* Short task *
Your task is to transcribe the entries below exactly, beginning with the line containing "Question. For each instance of the boat" and ending with the final line, and to add nothing else.

Collection entries:

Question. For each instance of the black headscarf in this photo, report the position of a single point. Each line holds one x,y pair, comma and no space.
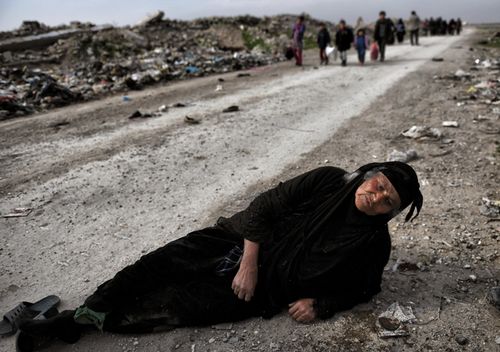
401,175
405,180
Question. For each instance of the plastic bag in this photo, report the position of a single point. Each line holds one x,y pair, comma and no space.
331,50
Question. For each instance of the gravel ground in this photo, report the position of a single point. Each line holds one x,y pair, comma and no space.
105,189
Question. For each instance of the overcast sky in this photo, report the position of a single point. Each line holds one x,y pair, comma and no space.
122,12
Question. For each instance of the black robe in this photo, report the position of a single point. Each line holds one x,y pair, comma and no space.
314,243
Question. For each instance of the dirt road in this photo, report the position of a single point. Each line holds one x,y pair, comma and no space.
105,189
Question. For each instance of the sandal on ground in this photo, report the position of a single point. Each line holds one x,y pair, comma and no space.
27,310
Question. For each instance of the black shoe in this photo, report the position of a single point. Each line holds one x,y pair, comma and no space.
62,326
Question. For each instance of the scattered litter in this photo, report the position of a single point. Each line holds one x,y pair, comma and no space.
18,212
223,326
191,120
449,124
471,90
402,156
58,125
232,108
490,207
462,340
494,296
403,266
422,132
393,321
192,69
138,114
462,74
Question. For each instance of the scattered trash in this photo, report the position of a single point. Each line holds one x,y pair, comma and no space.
58,125
44,67
490,208
462,74
422,132
494,296
393,321
192,69
401,156
18,212
449,124
191,120
232,108
462,340
138,114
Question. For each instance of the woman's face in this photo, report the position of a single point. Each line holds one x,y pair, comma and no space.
377,196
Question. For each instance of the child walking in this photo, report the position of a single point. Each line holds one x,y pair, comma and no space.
343,40
362,44
323,41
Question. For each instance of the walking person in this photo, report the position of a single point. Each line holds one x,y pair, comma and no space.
384,33
414,27
361,44
343,40
298,39
400,31
323,40
459,26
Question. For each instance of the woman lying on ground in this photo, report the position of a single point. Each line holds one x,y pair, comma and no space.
316,244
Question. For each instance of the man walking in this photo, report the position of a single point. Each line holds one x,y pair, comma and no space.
414,27
384,33
298,39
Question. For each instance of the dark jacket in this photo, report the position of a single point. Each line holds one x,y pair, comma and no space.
384,30
323,38
343,39
308,248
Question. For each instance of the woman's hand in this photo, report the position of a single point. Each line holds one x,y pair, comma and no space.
246,278
245,281
302,310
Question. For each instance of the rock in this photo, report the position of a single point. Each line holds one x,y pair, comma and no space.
490,207
152,19
462,74
422,132
389,323
404,157
191,120
494,297
449,124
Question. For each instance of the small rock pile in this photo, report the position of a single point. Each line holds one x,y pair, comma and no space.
92,62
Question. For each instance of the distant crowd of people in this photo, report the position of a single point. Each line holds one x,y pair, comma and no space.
385,33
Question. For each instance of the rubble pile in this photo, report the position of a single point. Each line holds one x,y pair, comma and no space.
85,61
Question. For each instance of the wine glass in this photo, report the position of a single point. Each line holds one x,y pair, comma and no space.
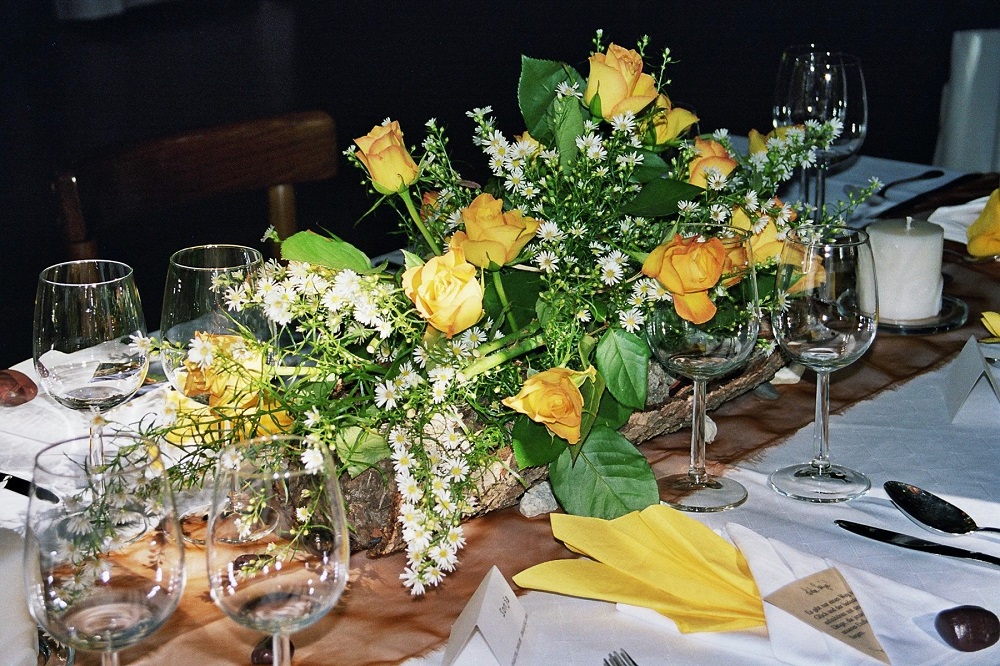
707,350
90,346
95,578
824,318
826,86
277,576
196,313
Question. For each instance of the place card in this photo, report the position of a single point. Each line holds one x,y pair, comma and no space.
826,602
491,625
965,373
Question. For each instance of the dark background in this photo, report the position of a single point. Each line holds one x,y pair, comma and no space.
67,88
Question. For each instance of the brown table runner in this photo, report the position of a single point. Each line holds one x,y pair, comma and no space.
378,622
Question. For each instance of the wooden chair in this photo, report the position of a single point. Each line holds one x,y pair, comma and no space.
273,154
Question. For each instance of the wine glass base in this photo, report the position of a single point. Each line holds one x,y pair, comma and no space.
811,483
715,493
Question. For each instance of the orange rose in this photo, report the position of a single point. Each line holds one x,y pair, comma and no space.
553,398
710,154
446,292
491,235
384,154
617,81
688,268
669,122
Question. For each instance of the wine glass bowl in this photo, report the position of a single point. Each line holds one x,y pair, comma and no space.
825,318
708,349
97,578
277,575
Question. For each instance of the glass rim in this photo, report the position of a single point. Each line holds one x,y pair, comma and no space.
177,258
153,452
47,277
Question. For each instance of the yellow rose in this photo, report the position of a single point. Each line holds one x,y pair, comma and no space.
553,399
616,79
984,233
491,235
384,154
445,292
710,155
670,122
688,268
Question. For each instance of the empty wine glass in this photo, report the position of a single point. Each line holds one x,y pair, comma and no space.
95,578
823,86
711,348
90,346
277,576
824,318
196,313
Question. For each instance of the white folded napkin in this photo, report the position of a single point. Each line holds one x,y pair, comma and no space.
956,219
18,632
901,617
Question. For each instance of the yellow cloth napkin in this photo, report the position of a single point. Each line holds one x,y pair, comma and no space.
657,558
984,233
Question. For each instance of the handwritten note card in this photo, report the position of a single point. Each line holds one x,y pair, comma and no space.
826,602
491,626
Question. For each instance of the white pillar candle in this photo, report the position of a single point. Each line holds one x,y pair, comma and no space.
907,268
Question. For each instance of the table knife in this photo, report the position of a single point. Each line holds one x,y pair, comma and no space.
23,487
914,543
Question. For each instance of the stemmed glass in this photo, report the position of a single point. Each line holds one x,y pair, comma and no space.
277,576
90,347
825,319
823,86
95,578
704,351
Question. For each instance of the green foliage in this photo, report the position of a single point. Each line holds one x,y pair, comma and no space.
608,479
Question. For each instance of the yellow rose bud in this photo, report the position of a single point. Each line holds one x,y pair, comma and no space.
491,235
446,292
553,399
984,233
688,268
710,155
616,78
384,155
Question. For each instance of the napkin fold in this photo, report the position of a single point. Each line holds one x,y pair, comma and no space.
18,632
984,234
657,558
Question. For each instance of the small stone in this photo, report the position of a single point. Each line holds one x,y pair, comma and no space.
538,500
968,628
16,388
262,652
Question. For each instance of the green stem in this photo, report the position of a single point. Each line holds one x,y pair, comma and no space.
415,216
498,285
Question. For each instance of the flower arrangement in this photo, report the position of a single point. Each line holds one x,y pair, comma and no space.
517,319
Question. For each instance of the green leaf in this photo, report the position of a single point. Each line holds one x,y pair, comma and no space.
310,247
659,197
360,449
534,445
609,479
623,359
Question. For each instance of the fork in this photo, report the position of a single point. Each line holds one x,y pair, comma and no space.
619,658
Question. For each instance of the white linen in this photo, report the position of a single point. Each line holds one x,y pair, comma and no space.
18,631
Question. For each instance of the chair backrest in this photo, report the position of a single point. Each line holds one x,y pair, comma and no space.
969,136
268,154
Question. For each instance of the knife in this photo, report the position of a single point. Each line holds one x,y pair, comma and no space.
23,487
914,543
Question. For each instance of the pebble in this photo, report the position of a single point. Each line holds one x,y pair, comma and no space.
968,628
16,388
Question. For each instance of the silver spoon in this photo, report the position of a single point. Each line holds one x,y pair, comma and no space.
930,511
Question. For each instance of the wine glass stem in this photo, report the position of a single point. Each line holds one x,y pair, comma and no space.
281,649
697,470
821,432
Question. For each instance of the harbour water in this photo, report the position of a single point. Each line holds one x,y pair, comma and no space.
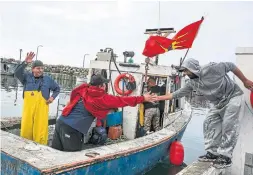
11,106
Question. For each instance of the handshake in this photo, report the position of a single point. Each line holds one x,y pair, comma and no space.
153,97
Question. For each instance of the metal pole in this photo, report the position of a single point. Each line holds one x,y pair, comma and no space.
38,51
84,59
20,51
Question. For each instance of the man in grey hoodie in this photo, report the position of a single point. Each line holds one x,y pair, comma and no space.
221,124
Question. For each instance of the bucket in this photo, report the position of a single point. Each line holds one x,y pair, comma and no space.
114,118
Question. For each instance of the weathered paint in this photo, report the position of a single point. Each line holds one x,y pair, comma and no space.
147,150
139,162
201,168
14,166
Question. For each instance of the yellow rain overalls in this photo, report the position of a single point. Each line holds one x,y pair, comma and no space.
34,123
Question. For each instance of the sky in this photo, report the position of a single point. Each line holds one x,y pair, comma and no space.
68,30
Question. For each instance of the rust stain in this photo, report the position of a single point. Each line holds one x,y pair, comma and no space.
79,164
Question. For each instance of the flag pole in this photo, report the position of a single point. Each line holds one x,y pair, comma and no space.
181,62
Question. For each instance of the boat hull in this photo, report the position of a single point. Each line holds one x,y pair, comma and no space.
138,162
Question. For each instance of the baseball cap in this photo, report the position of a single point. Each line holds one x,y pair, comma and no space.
98,79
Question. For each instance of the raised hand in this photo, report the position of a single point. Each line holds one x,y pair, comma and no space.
148,97
29,57
248,84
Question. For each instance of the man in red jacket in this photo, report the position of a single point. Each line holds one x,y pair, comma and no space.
87,103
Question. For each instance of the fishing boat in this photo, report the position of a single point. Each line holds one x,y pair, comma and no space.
8,66
137,154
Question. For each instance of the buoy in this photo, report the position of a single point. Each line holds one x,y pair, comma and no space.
176,153
251,98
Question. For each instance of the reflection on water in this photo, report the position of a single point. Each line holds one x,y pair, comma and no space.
12,100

* Result for this exercise *
Question. For each instance of the boat hull in this photo, report the position of a single point. Each line holds one x,y pair, comma and no space.
138,162
Question. For each instance of the baseball cap in this photo, report the position of a single point. Each line holds one x,y pair, comma and no space.
98,79
Question. For each instance of the raised hand in this photo, report the position of a single point. Each line holds one x,y pair, comma and no space.
148,97
29,57
248,84
Question. For each instance of the man in red jacket in this photo, report the position of a single point. Each line holds one x,y pair, comma and no space.
87,103
Question. For each instance of the fishing boat in this photo, report the position of a single point. Each line holds one x,y pair, comma and no space.
8,66
137,154
Question. For each instance of the buoy in this photo, report the position of a single point. Each line holds one x,y pair, comma and no space.
176,153
251,98
Question. For each instance of the reflection on water in this photo, report the position of a single point. Each line holds one x,y pair, comma and no space.
12,100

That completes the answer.